*Instructions to follow*. Copy every line of the material below word for word.
════
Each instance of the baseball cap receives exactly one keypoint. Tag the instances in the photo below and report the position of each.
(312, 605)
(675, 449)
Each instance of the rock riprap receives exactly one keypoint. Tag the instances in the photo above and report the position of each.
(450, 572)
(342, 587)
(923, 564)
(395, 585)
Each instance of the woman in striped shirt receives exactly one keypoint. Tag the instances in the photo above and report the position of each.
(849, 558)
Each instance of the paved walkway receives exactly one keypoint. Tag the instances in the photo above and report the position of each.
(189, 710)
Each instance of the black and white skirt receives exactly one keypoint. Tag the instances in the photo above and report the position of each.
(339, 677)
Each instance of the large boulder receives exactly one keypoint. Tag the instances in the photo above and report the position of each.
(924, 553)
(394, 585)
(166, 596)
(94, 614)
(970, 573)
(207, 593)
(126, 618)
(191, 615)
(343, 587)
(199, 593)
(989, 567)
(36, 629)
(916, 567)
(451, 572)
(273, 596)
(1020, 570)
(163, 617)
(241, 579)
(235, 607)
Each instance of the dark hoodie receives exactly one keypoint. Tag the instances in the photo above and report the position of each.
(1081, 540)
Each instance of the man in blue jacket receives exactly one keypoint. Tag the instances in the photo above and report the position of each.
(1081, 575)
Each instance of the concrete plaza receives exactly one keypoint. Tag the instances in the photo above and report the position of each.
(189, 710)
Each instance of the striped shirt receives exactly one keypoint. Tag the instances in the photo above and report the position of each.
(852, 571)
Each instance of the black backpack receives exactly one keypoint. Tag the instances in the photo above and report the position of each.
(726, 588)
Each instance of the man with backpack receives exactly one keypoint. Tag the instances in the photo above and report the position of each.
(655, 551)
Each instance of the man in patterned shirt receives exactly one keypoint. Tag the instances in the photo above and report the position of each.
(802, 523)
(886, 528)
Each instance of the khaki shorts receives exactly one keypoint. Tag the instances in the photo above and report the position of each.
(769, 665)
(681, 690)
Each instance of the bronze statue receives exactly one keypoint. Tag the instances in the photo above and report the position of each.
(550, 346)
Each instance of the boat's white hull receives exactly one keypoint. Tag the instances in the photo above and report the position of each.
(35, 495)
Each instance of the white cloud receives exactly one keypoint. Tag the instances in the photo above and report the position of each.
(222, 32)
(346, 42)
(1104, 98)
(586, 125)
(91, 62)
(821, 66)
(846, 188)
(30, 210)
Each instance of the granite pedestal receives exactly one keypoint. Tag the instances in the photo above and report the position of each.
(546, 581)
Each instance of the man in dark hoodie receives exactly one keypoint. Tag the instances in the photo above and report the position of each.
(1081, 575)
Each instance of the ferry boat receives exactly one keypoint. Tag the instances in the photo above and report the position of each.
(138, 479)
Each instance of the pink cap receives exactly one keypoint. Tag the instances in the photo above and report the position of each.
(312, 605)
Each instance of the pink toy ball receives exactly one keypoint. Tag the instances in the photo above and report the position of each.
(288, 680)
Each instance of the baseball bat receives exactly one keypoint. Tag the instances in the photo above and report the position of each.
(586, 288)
════
*Written response*.
Each instance of the baseball cap receives exactly one keypoint. Tag the instances in the photo below and report the position of each.
(312, 605)
(675, 449)
Each instance of the rock riprap receives exactly one keypoint. Tag the instances in the photo above and report the position of each.
(450, 572)
(342, 587)
(923, 564)
(395, 585)
Each instance of the woman in striped shirt receives exactly one keypoint. Tag the instances in the photo above and report the position of each.
(849, 558)
Each instance of the paved walkway receives exactly one keypoint. Tag the instances in the photo above and report the position of each.
(189, 710)
Each instance of the black and white skirt receives exactly one keypoint. Tag the instances in the photo above and report the position of each.
(339, 677)
Each instance of the large boulder receives exactly one keypoint. Tag the instances in the photo above and report the position of each.
(924, 553)
(394, 585)
(166, 596)
(94, 614)
(970, 573)
(207, 593)
(126, 618)
(191, 615)
(343, 587)
(199, 593)
(989, 567)
(36, 629)
(916, 567)
(451, 572)
(273, 596)
(1020, 570)
(163, 617)
(241, 579)
(235, 607)
Each instance of the dark hoodie receives exactly one keypoint. Tag the instances in the photo above and report the position of each.
(1081, 540)
Each instance of the man in blue jacket receives exactly one keypoint. Tag the instances in the photo above and report the position of each.
(1081, 575)
Each instance of the concrete plaza receives exactly one keypoint. Tag the instances in the photo above and report the position of each.
(189, 710)
Each instance of the striped shirt receives exactly one keypoint. Tag the instances in the photo above and report the position of each.
(852, 571)
Each instance of the black backpack receives exactly one keypoint. Tag the instances in the photo above and report the position of each.
(726, 588)
Each instance of the man with backpack receives exactly one keypoint. Tag the instances in the photo above and report the position of each.
(655, 551)
Each instance of the man in patterned shirt receives exactly one keypoint. Tag the instances in the photo above and report the position of each.
(802, 523)
(886, 528)
Each instance of the khaki shorts receives exactly one keypoint. Tag the instances in the photo above and report the position of each.
(769, 665)
(681, 690)
Each instance of the bronze statue receives exactly one keypoint. Tag the instances in the photo above and report the position of each.
(550, 346)
Each instance of the boat's white hull receives exactly one keypoint. Tag the instances in the photo above and report the position of each.
(35, 495)
Each instance of the white cloud receives exactly one keypoint. Tag the instances in the photo above and report the position of each.
(222, 32)
(346, 42)
(1104, 98)
(586, 125)
(91, 62)
(821, 66)
(846, 188)
(30, 210)
Each instance of the granite pedestal receives exactly one keypoint. Tag the instances in the photo above and report the position of each.
(546, 581)
Each instance of the man in dark hoodie receives exactly one keypoint. Tag the instances in the photo above and report the position of each.
(1081, 575)
Each instance of the ferry boat receives exactly one keypoint. Tag the instances in the photo above and report the position of each.
(138, 479)
Each instance of the pink cap receives exactly one keypoint. Tag the instances in the photo above and report the position of each.
(312, 605)
Each instance of the pink toy ball receives exactly one keypoint. Tag the instances in the photo above and report the position of each.
(288, 680)
Each instance of the baseball bat receives exactly one keypoint. Tag the instances in the photo above and report the position of each.
(586, 288)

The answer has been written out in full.